§ About this exercise:
In the news article on coronavirus testing problems, what average distance to a testing center did Matt Hancock cite?

§ Given passage:
────────────────────────────────────────

THEY WANT TO HELP, BUT... COMPUTER SAYS NO TESTS
Glitches in system will take weeks to fix
THE true scale of the country’s virus testing chaos was revealed yesterday as centres were left deserted – with people unable to book appointments online due to computer ‘glitches’.
Health secretary Matt Hancock admitted the problems could take weeks to fix and even hinted at ‘test rationing’ as he was summoned to the Commons to answer an urgent question on the government’s ‘world-beating’ system. In some cases, people are having to exploit technical loopholes to book slots at their nearest testing centre by entering false postcodes from hundreds of miles away.
MP Munira Wilson revealed how her constituents in Twickenham, south-west London, told her they were ‘advised that, if they put an Aberdeen postcode
into the system, they can get a test in Twickenham and they have succeeded’.
The latest twist comes after Metro reported yesterday how tests were impossible to book in the country’s ten top Covid-19 hotspots.
Commons speaker Sir Lindsay Hoyle said he was receiving ‘multiple’ complaints from people with symptoms unable to get tests. ‘This is completely unacceptable and totally undermines track and trace,’ he tweeted.
Mr Hancock admitted in the Commons that there were pressures on demand but promised problems would be solved ‘in a matter of weeks’.
He told MPs there would be a ‘prioritisation’ of tests for those with acute clinical need or in social care settings as he acknowledged ‘operational challenges’ in the system.
He added: ‘I do not shirk from decisions. They are not always comfortable but they are important.’
He insisted the average distance anyone must travel to a testing centre was just 5.8 miles. Former health secretary Jeremy Hunt said people in his Surrey constituency had been sent to Bristol or the Isle of Wight for tests.
Labour MP Wes Streeting shouted out that it was ‘a bloody mess’.
Mr Hancock was called to account as Britain’s official death toll rose by 27 to 41,664, with 3,105 new daily infections.
A total of 227,075 tests were carried out, with a potential capacity of almost 375,000. Just last week, Boris Johnson unveiled his £100billion ‘Operation Moonshot’ testing plan, which has already come under fire from the British Medical Association. Chairman Dr Chaand Nagpaul said: ‘The government is shooting for the Moon, promising to deliver mass continuous testing with a test that doesn’t yet exist at a cost nearly as much as the total NHS budget.
‘Down here on Planet Earth, we need a fit-for-purpose test and trace system with capacity, agility and accessibility that doesn’t disadvantage some of the most vulnerable.’ Dave Prentis, general secretary of Unison, said: ‘The country has been promised so much on testing, but, six months into the pandemic, the government has failed woefully to get to grips with the problems.’

────────────────────────────────────────

§ Dataset extract:

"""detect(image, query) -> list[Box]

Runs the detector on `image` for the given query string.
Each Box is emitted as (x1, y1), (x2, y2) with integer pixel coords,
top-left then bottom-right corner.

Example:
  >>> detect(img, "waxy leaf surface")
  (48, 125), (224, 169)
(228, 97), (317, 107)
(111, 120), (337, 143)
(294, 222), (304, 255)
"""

────────────────────────────────────────

§ Solution below:
5.8 miles